◆ ABOUT THIS EXERCISE: An exact copy of every entry below is required, and no picture may appear in it.

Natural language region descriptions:
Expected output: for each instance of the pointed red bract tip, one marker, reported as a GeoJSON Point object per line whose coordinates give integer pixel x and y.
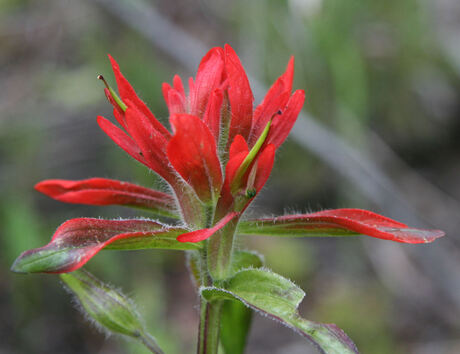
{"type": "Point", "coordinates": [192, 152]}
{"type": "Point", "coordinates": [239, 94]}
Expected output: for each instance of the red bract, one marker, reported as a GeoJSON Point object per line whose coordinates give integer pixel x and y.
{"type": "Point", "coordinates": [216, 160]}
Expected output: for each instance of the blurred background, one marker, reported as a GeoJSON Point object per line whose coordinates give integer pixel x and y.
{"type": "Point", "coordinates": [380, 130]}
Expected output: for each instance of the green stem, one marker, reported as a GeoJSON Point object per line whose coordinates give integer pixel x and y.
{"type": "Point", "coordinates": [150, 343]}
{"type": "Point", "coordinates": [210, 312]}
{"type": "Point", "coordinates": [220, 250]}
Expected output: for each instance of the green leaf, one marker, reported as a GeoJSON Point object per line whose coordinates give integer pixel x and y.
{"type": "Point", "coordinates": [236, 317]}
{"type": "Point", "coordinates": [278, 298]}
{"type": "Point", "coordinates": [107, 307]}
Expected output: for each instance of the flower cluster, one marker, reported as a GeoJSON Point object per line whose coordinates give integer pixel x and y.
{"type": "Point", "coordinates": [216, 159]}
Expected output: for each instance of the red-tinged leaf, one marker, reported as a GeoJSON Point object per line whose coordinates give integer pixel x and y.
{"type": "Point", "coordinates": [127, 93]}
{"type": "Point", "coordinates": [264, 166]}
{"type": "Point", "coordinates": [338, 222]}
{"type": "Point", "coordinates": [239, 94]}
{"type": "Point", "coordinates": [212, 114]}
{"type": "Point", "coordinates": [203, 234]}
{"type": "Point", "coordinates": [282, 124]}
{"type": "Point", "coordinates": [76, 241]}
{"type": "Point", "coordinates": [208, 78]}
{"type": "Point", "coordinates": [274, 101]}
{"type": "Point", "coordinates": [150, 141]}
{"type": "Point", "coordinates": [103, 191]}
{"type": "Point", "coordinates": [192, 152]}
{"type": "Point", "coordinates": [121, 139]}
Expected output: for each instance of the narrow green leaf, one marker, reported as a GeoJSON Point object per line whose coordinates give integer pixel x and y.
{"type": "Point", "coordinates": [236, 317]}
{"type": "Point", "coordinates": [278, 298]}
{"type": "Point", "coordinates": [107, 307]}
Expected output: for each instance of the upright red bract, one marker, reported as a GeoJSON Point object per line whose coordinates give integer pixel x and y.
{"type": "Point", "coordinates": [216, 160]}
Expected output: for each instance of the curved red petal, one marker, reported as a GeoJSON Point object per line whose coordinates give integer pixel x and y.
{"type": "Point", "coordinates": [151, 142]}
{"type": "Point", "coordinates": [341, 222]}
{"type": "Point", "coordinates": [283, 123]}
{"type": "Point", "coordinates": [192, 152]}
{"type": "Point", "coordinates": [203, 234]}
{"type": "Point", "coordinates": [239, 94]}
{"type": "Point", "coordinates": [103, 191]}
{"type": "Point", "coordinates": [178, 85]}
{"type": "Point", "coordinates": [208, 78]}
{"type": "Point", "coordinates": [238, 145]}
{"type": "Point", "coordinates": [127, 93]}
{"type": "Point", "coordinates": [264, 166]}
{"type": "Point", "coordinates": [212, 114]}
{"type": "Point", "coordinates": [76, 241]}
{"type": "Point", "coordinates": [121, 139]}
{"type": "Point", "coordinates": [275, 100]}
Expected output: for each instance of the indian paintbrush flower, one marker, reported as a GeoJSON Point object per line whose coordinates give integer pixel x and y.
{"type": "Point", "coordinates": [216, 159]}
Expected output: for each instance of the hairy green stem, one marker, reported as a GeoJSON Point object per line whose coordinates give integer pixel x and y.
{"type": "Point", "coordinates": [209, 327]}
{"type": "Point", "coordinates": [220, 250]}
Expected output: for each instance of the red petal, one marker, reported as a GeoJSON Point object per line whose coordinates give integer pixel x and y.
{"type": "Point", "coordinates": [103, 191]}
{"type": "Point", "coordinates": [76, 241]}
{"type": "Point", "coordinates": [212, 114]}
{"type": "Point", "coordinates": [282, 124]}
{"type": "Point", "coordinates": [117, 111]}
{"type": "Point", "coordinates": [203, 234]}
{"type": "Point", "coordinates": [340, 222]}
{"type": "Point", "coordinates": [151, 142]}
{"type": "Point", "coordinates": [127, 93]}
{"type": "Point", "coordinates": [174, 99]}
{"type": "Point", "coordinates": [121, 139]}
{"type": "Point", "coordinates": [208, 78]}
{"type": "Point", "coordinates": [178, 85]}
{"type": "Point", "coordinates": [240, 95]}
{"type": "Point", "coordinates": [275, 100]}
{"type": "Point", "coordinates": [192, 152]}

◆ ANSWER TO THE EXERCISE:
Expected output: for each instance of the pointed red bract tip, one marker, reported as a GeoJSON Point object per line whose coordinates give integer pixel x and y.
{"type": "Point", "coordinates": [192, 152]}
{"type": "Point", "coordinates": [239, 94]}
Expected output: for each instance of the red bract, one marker, reported as a GeoJSON Point object per line whose coordinates give integer pixel x and y.
{"type": "Point", "coordinates": [216, 160]}
Expected output: for each instance of the blurred background, one marker, reported as a GeoJSON Point object per line whose coordinates give integer pixel x and y.
{"type": "Point", "coordinates": [380, 130]}
Expected output: for each instance of the green stem, one marker, reported as a GeoJSON Point object per line whose coordinates give integer pixel x and y.
{"type": "Point", "coordinates": [150, 343]}
{"type": "Point", "coordinates": [210, 312]}
{"type": "Point", "coordinates": [220, 250]}
Expected output: for each instance of the green leaf, one marker, reported as a GeoJSON Point object per line whose coordinates give integer pixel x and y.
{"type": "Point", "coordinates": [236, 317]}
{"type": "Point", "coordinates": [278, 298]}
{"type": "Point", "coordinates": [107, 307]}
Expected output: for each instance of the flower cluster, one marker, reported as a GeoJSON Point object per line whose coordinates give integer pixel x and y.
{"type": "Point", "coordinates": [216, 159]}
Expected output: for each instance of the red-tinged leaf, one marker, reported as a GeoJSON Point object per line whose coordinates give integer pixel x and y.
{"type": "Point", "coordinates": [127, 93]}
{"type": "Point", "coordinates": [264, 166]}
{"type": "Point", "coordinates": [338, 222]}
{"type": "Point", "coordinates": [239, 94]}
{"type": "Point", "coordinates": [212, 114]}
{"type": "Point", "coordinates": [203, 234]}
{"type": "Point", "coordinates": [282, 124]}
{"type": "Point", "coordinates": [76, 241]}
{"type": "Point", "coordinates": [208, 78]}
{"type": "Point", "coordinates": [274, 101]}
{"type": "Point", "coordinates": [150, 141]}
{"type": "Point", "coordinates": [103, 191]}
{"type": "Point", "coordinates": [192, 152]}
{"type": "Point", "coordinates": [121, 139]}
Expected output: for each instance of the narrow green leaf, one marker, reported as a GeoJSON Point object per line whose coordinates give integer pixel x and y.
{"type": "Point", "coordinates": [236, 317]}
{"type": "Point", "coordinates": [278, 298]}
{"type": "Point", "coordinates": [107, 307]}
Expected output: for each instance of the upright red bract, one marker, reported as a GeoJSON Point object per line whose coordinates give integer pixel x and y.
{"type": "Point", "coordinates": [216, 160]}
Expected output: for each instance of the curved red petal, one marker, reported as a GeoJSON Point object per line whose coordinates give integer pixel x and y.
{"type": "Point", "coordinates": [151, 142]}
{"type": "Point", "coordinates": [341, 222]}
{"type": "Point", "coordinates": [283, 123]}
{"type": "Point", "coordinates": [192, 152]}
{"type": "Point", "coordinates": [203, 234]}
{"type": "Point", "coordinates": [239, 94]}
{"type": "Point", "coordinates": [103, 191]}
{"type": "Point", "coordinates": [178, 85]}
{"type": "Point", "coordinates": [208, 78]}
{"type": "Point", "coordinates": [238, 145]}
{"type": "Point", "coordinates": [127, 93]}
{"type": "Point", "coordinates": [264, 166]}
{"type": "Point", "coordinates": [212, 114]}
{"type": "Point", "coordinates": [76, 241]}
{"type": "Point", "coordinates": [121, 139]}
{"type": "Point", "coordinates": [275, 100]}
Expected output: for each instance of the indian paintbrush flower, one marker, reported as a GeoJSON Point object per line whose coordinates give integer pixel x and y.
{"type": "Point", "coordinates": [216, 159]}
Expected output: for each instance of the hairy green stem, one marker, reported as a GeoJSON Point object per line whose coordinates give integer pixel x and y.
{"type": "Point", "coordinates": [209, 327]}
{"type": "Point", "coordinates": [220, 250]}
Expected output: for each instance of the red petal, one marker, reported as a GeoJSON Point object per line whose coordinates give integer pixel x and y.
{"type": "Point", "coordinates": [103, 191]}
{"type": "Point", "coordinates": [76, 241]}
{"type": "Point", "coordinates": [212, 114]}
{"type": "Point", "coordinates": [282, 124]}
{"type": "Point", "coordinates": [117, 111]}
{"type": "Point", "coordinates": [203, 234]}
{"type": "Point", "coordinates": [340, 222]}
{"type": "Point", "coordinates": [151, 142]}
{"type": "Point", "coordinates": [127, 93]}
{"type": "Point", "coordinates": [174, 99]}
{"type": "Point", "coordinates": [121, 139]}
{"type": "Point", "coordinates": [208, 78]}
{"type": "Point", "coordinates": [178, 85]}
{"type": "Point", "coordinates": [240, 95]}
{"type": "Point", "coordinates": [275, 100]}
{"type": "Point", "coordinates": [192, 152]}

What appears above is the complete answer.